#### Data for processing

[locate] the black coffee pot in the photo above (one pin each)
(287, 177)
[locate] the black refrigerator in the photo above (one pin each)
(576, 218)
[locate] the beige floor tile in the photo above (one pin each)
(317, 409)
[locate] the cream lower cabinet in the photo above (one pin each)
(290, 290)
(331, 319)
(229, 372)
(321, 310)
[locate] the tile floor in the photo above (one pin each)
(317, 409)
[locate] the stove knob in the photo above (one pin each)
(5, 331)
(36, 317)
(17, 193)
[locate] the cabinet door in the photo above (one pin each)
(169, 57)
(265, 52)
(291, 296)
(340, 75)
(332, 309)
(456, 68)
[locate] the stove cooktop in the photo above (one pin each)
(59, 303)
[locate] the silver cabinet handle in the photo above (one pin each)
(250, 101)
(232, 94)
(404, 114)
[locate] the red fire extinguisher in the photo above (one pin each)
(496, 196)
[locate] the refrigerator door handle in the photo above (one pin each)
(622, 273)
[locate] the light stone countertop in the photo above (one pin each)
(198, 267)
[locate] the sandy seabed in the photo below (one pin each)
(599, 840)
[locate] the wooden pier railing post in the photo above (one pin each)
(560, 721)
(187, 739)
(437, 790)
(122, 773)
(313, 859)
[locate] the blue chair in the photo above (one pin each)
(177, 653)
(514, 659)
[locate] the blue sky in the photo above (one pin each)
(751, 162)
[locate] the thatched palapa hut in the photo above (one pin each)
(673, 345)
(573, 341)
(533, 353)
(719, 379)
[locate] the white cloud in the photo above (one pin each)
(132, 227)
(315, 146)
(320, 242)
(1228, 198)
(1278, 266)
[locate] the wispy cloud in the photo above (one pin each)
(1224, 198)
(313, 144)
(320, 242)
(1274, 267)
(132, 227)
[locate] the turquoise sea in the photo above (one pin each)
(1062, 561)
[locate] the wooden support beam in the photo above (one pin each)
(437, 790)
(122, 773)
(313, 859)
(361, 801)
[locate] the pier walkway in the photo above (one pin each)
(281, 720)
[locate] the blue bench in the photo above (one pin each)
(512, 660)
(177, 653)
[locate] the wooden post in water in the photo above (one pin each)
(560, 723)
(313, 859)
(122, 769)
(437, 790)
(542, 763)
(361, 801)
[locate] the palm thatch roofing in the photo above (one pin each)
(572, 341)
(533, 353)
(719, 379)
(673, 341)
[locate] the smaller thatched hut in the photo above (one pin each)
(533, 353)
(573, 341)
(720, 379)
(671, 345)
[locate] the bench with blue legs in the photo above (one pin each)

########

**Required task**
Reproduce the data verbatim, beginning with the line that contains "[locate] the blue chair" and going on through the last line of the data.

**Final answer**
[locate] the blue chair in the photo above (one pin each)
(177, 653)
(514, 659)
[locate] the blue sky in the photo above (one pin each)
(751, 162)
[locate] the thatched palapa hut in the photo above (one pin each)
(673, 345)
(573, 341)
(533, 353)
(719, 379)
[locate] the white cloud in the photo above (one pin each)
(132, 227)
(315, 146)
(320, 242)
(1228, 198)
(1278, 266)
[locate] the wispy cloud in the photo above (one pin each)
(1224, 198)
(313, 144)
(320, 242)
(1274, 267)
(132, 227)
[locate] the turquoise sea in the photo above (one pin each)
(1062, 561)
[locate] the wooden support beam in the photo above (one pin each)
(437, 790)
(122, 773)
(313, 859)
(361, 801)
[locate] the pier walkway in the photo above (one pin each)
(281, 720)
[locate] the blue bench in the photo above (one pin each)
(512, 660)
(177, 653)
[locate] the wooden post in water in the photo above (one pin each)
(560, 723)
(313, 859)
(122, 769)
(437, 790)
(542, 763)
(361, 801)
[locate] the palm thatch roofing in the photo above (one pin each)
(572, 341)
(533, 353)
(719, 379)
(673, 341)
[locate] the smaller thatched hut in the photo above (one pin each)
(533, 353)
(573, 341)
(720, 379)
(671, 345)
[locate] the bench with blue legs in the photo above (one pin each)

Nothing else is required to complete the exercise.